— BEGIN DATA ROWS —

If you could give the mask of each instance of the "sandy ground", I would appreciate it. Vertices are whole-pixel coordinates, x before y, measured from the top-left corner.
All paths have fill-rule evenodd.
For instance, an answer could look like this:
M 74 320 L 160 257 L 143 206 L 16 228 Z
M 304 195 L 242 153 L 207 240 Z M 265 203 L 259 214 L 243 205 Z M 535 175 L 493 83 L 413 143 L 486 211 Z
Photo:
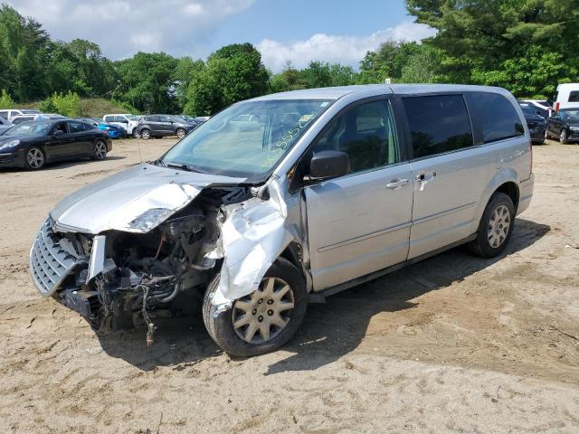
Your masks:
M 200 317 L 99 338 L 27 256 L 62 197 L 139 161 L 0 171 L 1 432 L 579 432 L 579 146 L 535 146 L 508 254 L 462 249 L 312 305 L 282 350 L 232 359 Z M 173 141 L 142 142 L 153 158 Z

— END DATA ROWS —

PROBLEM STATEMENT → Render every line of the items above as a numbered list. Skip blank lines and leave the pictures out.

OUTPUT FOR THIS EXERCISE →
1. If you could give the mask of each instance of the "sandy ground", I would appreciate it. Vertices are whole-pixel coordinates, x before y, measured from the top-left corner.
2. All paths have fill-rule evenodd.
3. For instance, an answer could look like this:
4. M 74 320 L 160 257 L 143 206 L 16 228 Z
5. M 304 195 L 242 153 L 207 240 Z M 265 203 L 259 214 L 243 205 Z M 535 175 L 493 83 L 413 143 L 486 211 Z
6. Photo:
7. Your masks:
8. M 200 317 L 99 338 L 27 256 L 62 197 L 139 161 L 0 171 L 1 432 L 579 432 L 579 146 L 535 146 L 508 254 L 462 249 L 312 305 L 282 350 L 232 359 Z M 173 141 L 142 142 L 153 158 Z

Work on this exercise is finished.